=== Work instructions ===
Repeat exactly, and only, the lines from the one containing "Would you mind marking the car side" through the end of the records.

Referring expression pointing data
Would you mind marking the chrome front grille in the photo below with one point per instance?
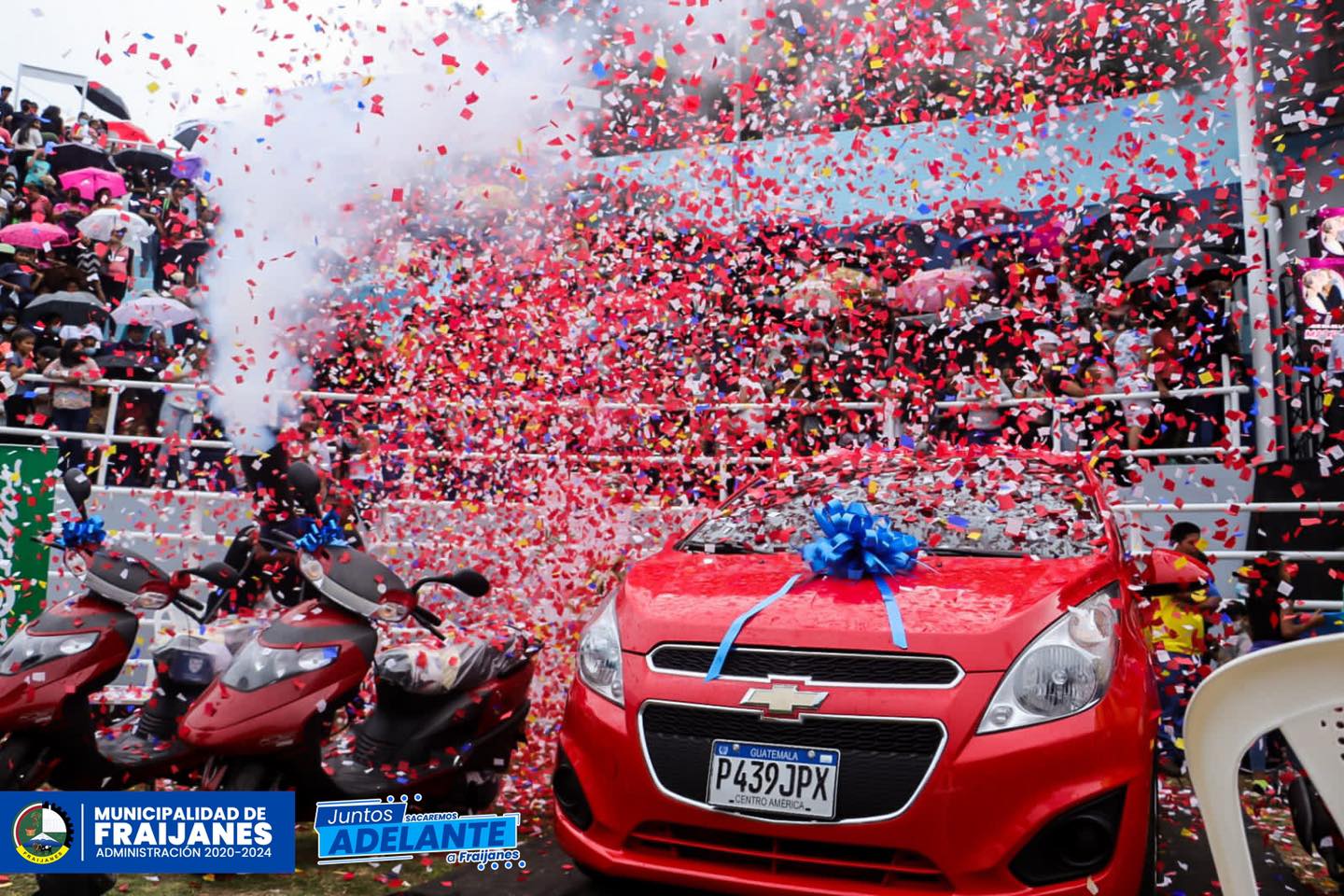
(818, 666)
(885, 761)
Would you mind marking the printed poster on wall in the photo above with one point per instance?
(27, 495)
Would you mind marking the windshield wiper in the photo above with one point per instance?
(720, 547)
(976, 553)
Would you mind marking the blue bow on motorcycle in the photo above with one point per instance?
(854, 544)
(85, 534)
(329, 532)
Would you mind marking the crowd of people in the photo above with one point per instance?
(94, 250)
(1194, 629)
(609, 328)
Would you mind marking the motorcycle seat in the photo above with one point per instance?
(451, 668)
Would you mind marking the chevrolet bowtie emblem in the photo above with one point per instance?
(784, 700)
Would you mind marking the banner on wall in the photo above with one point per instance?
(27, 495)
(176, 832)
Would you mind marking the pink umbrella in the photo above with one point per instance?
(931, 290)
(91, 180)
(33, 235)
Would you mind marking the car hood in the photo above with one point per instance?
(979, 610)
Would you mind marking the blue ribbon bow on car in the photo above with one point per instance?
(854, 544)
(329, 532)
(85, 534)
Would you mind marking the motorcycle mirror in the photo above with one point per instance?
(78, 488)
(218, 574)
(305, 483)
(469, 581)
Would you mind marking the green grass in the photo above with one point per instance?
(308, 879)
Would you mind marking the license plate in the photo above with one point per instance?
(790, 780)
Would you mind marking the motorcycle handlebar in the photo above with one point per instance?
(429, 621)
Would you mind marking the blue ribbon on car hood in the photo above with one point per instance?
(329, 532)
(854, 544)
(85, 534)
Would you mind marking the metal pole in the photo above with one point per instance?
(1257, 247)
(1234, 427)
(109, 430)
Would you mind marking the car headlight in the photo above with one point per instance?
(599, 654)
(1063, 672)
(76, 563)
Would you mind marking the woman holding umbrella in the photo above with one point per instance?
(18, 403)
(72, 398)
(118, 263)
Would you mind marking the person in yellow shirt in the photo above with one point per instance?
(1176, 630)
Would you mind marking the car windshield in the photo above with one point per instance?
(987, 505)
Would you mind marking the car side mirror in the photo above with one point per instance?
(78, 488)
(304, 483)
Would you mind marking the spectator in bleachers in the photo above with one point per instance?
(72, 398)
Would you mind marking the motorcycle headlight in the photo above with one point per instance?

=== Answer for the task ===
Would you mind marking the car side mirror in the photo above with one point per instance?
(78, 488)
(304, 483)
Would you mind marking the spectator in bleachers in the photo above with one point per instance?
(72, 398)
Would you mind marking the motorcycle headlight in the photo above with one point per instance?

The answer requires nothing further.